▸ What is expected: Please copy the following records line for line, with no changes.

---------- Exercise materials

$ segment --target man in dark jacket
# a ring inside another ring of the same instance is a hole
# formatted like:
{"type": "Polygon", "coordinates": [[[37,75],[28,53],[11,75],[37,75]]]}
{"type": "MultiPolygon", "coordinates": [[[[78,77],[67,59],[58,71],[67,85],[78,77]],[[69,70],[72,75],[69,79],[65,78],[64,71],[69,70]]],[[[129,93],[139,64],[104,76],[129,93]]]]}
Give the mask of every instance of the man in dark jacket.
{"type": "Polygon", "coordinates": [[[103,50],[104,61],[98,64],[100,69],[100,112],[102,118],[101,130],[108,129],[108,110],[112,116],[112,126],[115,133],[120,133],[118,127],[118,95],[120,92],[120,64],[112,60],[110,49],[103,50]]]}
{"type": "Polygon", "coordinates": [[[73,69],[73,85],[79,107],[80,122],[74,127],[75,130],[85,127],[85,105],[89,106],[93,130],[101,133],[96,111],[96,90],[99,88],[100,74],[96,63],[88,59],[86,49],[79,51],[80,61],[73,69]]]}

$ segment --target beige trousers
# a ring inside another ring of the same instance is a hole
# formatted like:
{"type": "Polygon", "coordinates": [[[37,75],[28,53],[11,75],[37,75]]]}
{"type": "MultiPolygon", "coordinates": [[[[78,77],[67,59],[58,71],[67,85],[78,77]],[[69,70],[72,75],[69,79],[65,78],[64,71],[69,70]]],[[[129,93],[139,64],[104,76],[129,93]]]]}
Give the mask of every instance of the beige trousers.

--------------------

▸ Output for this exercise:
$ segment --target man in dark jacket
# a ring inside another ring of the same instance is a hole
# formatted like:
{"type": "Polygon", "coordinates": [[[37,75],[28,53],[11,75],[37,75]]]}
{"type": "MultiPolygon", "coordinates": [[[[78,77],[67,59],[58,71],[67,85],[78,77]],[[69,70],[72,75],[69,79],[65,78],[64,71],[69,70]]],[[[129,93],[139,64],[104,76],[129,93]]]]}
Give the mask of every instance of the man in dark jacket.
{"type": "Polygon", "coordinates": [[[103,50],[104,61],[98,64],[100,69],[100,112],[102,118],[101,130],[108,129],[108,110],[112,116],[112,126],[115,133],[120,133],[118,127],[118,95],[120,92],[120,64],[112,60],[110,49],[103,50]]]}
{"type": "Polygon", "coordinates": [[[73,69],[73,85],[79,107],[80,122],[74,127],[75,130],[85,127],[85,105],[89,106],[93,130],[101,133],[96,111],[96,90],[99,88],[100,74],[96,63],[88,59],[86,49],[79,51],[80,61],[73,69]]]}

$ segment --target beige trousers
# a ring inside another ring of the same instance is a hole
# formatted like:
{"type": "Polygon", "coordinates": [[[37,75],[28,53],[11,75],[37,75]]]}
{"type": "MultiPolygon", "coordinates": [[[[78,77],[67,59],[58,71],[67,85],[78,77]],[[69,70],[72,75],[69,79],[65,78],[64,71],[69,70]]],[[[129,93],[139,64],[104,76],[129,93]]]]}
Give the mask of every instance of the beige trousers.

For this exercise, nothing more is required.